Saved entries

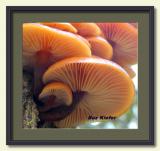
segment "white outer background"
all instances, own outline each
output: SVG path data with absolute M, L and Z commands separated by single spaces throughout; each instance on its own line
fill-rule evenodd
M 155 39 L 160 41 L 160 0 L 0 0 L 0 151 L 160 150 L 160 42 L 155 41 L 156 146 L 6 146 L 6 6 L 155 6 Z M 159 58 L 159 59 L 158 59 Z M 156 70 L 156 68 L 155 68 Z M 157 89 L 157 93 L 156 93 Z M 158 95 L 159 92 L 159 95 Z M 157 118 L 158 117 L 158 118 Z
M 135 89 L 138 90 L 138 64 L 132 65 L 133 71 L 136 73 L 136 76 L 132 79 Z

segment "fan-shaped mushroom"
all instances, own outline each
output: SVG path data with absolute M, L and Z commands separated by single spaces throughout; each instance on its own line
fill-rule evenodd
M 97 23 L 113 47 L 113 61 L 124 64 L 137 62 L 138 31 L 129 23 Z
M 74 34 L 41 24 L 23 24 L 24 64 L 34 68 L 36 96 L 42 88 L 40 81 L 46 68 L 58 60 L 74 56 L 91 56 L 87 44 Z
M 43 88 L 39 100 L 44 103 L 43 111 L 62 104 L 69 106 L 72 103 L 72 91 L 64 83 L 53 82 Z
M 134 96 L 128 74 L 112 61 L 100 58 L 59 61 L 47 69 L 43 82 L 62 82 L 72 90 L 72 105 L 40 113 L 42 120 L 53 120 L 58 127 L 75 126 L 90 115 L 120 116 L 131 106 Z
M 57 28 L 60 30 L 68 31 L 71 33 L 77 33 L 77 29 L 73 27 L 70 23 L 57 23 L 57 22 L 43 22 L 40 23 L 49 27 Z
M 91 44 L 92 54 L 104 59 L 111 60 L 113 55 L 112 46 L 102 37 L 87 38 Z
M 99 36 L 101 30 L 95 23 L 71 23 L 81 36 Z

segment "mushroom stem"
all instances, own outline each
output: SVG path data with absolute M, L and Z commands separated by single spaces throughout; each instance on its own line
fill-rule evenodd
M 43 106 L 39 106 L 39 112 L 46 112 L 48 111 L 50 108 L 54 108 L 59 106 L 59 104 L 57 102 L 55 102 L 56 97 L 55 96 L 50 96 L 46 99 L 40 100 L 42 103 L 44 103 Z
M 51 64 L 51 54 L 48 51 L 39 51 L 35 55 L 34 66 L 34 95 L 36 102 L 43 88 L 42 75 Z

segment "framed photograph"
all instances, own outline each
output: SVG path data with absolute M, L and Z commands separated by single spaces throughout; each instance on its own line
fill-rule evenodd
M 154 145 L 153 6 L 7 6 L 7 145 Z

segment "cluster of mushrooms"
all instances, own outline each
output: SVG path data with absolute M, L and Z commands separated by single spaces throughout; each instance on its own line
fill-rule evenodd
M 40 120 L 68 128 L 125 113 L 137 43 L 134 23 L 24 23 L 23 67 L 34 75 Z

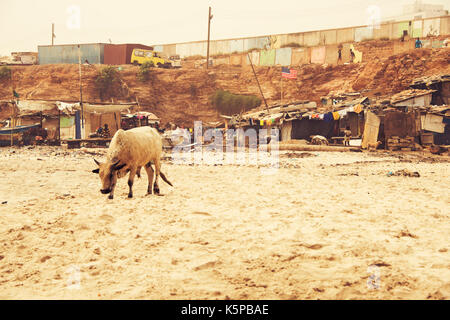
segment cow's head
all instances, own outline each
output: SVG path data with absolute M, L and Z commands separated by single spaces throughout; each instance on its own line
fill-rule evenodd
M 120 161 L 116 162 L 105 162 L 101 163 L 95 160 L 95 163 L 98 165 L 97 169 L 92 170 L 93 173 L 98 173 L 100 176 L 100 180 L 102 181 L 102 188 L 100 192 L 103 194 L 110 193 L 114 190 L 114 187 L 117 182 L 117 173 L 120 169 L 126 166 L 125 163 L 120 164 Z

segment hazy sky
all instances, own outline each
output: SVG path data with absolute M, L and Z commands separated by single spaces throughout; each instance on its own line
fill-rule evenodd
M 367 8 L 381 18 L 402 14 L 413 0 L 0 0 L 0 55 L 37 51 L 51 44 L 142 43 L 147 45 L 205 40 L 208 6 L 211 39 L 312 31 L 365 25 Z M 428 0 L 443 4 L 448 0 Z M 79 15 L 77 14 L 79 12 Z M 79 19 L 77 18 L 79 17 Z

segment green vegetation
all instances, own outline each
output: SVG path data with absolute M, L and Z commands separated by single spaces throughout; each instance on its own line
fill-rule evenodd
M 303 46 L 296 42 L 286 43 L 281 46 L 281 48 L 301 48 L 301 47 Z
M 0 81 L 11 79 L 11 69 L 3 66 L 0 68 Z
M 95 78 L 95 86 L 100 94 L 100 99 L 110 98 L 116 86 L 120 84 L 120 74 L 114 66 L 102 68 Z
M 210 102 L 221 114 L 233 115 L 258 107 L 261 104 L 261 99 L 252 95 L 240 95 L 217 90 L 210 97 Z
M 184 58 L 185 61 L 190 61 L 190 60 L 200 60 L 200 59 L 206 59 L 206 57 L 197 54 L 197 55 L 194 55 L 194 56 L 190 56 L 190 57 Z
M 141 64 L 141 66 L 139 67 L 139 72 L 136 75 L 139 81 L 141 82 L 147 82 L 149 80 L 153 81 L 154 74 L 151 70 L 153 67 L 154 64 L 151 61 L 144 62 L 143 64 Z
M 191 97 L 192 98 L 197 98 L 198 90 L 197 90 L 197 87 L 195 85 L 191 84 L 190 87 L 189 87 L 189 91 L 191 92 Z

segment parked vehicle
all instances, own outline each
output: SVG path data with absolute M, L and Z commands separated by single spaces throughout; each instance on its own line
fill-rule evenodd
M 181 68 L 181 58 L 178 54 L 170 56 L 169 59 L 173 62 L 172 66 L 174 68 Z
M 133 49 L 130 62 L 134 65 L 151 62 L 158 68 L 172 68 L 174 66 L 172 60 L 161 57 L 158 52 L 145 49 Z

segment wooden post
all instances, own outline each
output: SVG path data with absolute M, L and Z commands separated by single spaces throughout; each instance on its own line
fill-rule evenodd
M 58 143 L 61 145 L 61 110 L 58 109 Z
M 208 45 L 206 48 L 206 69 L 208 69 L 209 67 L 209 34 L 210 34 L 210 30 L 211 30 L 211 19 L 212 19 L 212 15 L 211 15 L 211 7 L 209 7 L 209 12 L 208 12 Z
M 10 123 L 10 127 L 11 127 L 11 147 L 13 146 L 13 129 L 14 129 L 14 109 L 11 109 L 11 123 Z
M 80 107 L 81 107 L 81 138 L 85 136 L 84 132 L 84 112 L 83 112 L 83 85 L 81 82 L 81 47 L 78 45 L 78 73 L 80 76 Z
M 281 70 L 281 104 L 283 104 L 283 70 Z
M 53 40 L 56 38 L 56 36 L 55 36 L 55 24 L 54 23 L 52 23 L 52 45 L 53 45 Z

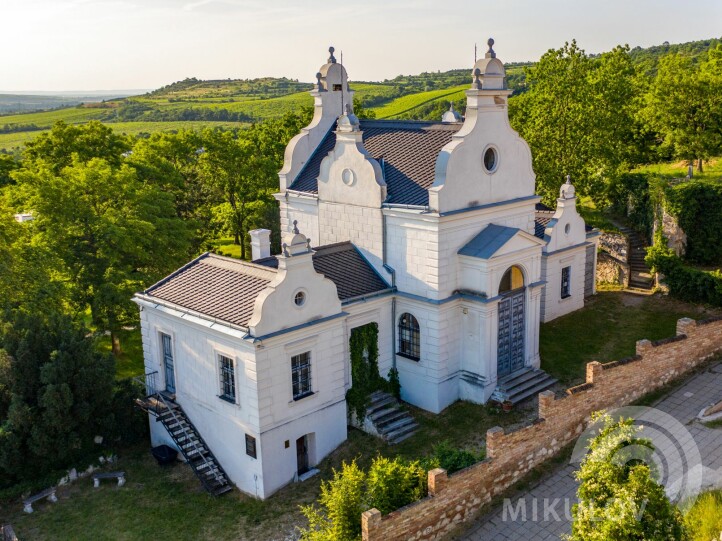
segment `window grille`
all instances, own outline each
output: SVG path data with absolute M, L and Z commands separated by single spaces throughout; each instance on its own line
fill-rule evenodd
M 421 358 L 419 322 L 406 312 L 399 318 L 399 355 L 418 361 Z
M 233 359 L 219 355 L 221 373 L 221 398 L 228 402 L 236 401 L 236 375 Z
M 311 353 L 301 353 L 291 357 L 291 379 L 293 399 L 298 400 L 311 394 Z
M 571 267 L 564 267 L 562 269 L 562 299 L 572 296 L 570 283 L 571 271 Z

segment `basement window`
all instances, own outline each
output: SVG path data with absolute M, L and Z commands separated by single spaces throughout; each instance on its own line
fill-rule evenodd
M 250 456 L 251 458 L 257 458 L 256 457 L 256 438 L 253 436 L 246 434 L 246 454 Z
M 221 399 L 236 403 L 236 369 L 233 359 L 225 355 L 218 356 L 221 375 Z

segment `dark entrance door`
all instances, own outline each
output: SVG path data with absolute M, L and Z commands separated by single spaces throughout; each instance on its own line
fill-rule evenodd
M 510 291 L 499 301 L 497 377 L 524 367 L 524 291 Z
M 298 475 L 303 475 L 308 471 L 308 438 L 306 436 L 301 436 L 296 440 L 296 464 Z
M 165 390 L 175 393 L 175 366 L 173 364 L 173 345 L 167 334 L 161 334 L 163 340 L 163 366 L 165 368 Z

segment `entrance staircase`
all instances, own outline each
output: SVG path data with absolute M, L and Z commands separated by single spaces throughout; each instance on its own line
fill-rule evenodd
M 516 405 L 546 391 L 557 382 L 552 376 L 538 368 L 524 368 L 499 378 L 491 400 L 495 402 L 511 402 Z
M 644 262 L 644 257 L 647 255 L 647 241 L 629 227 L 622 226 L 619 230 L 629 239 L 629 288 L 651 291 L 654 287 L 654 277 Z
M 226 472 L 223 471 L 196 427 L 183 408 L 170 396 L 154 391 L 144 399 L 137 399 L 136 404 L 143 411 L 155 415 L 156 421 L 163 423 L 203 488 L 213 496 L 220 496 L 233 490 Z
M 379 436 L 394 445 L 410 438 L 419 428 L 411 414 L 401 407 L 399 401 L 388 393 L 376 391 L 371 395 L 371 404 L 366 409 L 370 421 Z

* * *

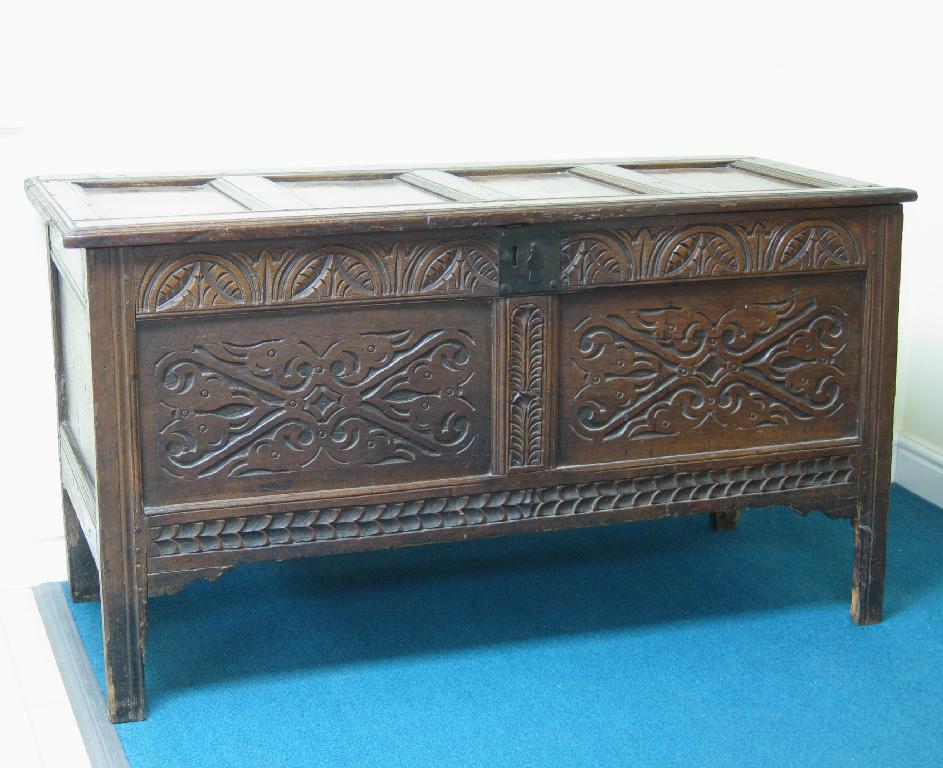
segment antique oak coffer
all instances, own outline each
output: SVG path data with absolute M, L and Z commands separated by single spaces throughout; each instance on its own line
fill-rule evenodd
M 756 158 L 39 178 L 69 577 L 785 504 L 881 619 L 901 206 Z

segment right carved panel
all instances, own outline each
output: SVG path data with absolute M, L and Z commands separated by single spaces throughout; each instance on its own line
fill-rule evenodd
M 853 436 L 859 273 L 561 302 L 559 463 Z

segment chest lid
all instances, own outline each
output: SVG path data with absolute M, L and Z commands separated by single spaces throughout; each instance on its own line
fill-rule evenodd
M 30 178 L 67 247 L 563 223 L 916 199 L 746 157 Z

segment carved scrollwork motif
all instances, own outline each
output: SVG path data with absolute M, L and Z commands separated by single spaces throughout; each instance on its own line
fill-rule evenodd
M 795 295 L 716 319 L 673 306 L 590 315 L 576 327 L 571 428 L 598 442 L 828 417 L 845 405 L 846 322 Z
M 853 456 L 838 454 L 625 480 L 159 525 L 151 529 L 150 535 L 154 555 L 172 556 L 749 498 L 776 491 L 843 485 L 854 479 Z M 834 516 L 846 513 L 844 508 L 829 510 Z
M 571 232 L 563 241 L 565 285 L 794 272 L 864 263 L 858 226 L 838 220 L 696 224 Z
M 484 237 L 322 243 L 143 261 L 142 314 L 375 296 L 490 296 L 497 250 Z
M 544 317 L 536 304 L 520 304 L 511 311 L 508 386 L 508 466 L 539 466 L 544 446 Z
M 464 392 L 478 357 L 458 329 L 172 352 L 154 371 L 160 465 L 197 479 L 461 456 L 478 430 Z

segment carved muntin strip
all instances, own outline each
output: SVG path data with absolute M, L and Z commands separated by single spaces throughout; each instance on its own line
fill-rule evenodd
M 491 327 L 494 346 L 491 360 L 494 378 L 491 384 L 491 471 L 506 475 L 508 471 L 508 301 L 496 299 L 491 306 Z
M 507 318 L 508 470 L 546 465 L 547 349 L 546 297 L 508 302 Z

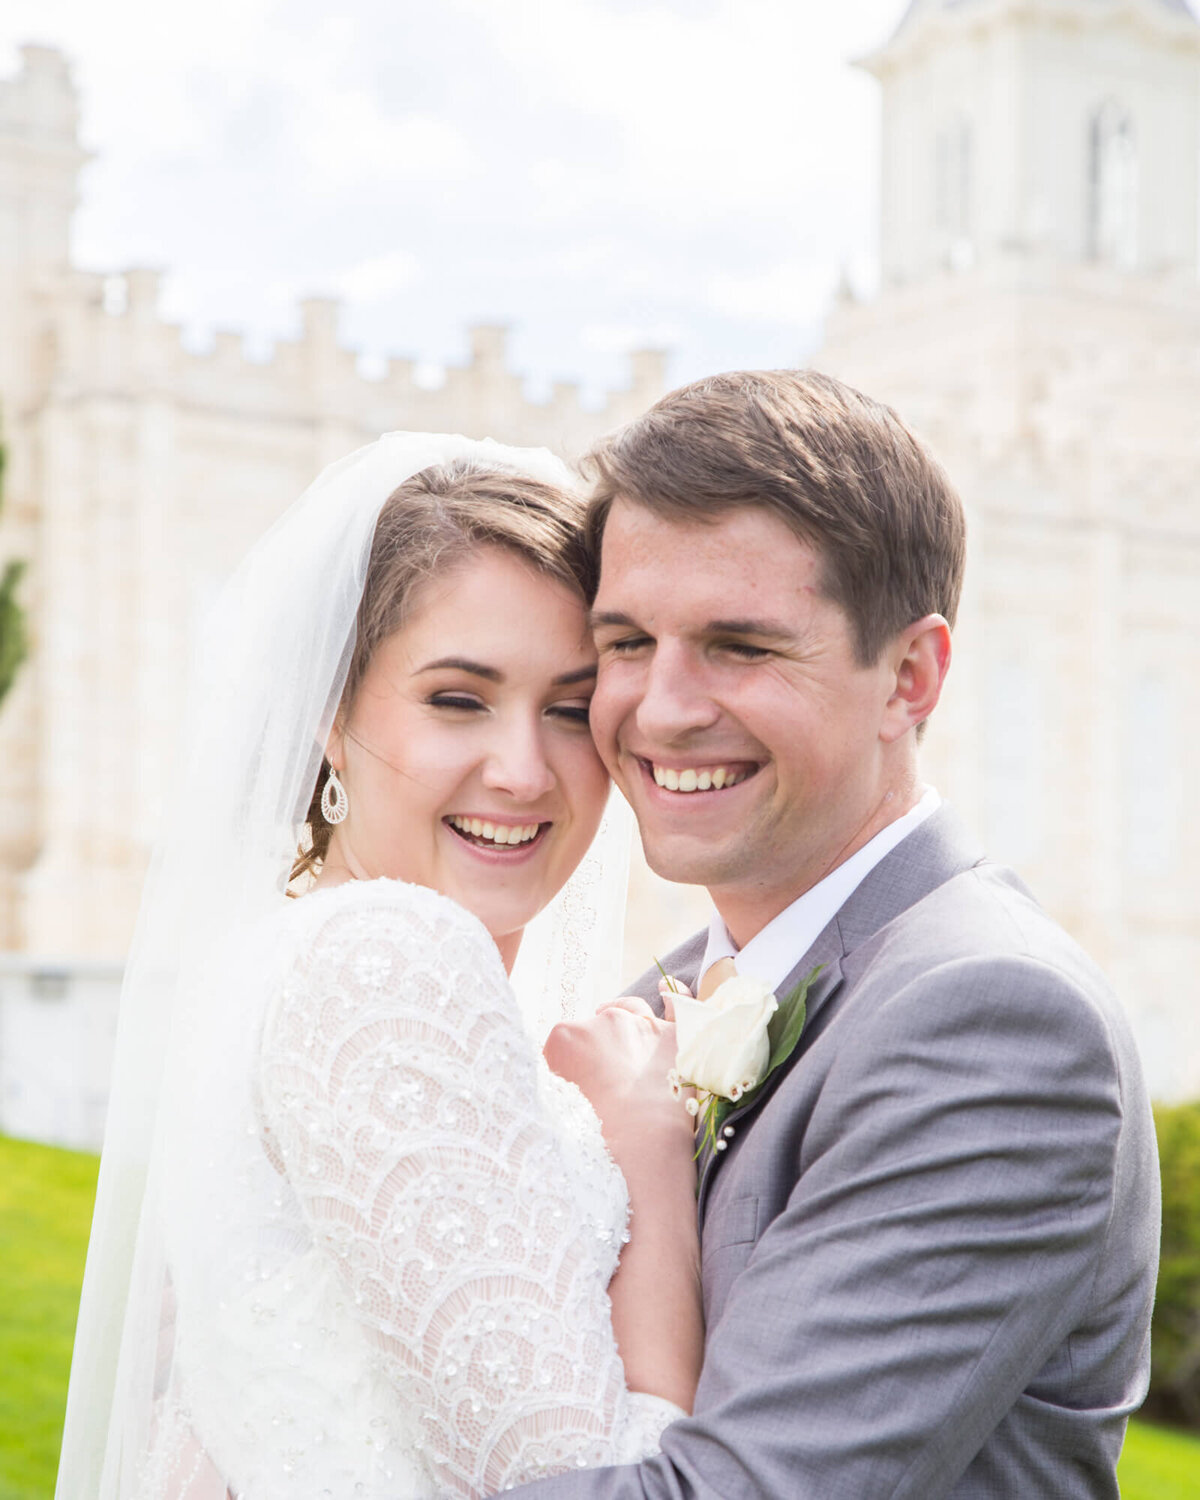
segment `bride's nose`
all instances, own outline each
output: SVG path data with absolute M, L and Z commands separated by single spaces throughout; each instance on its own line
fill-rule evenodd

• **Problem**:
When a line of the records holds the word "window", copy that line.

• **Solution**:
segment `window grille`
segment `basement window`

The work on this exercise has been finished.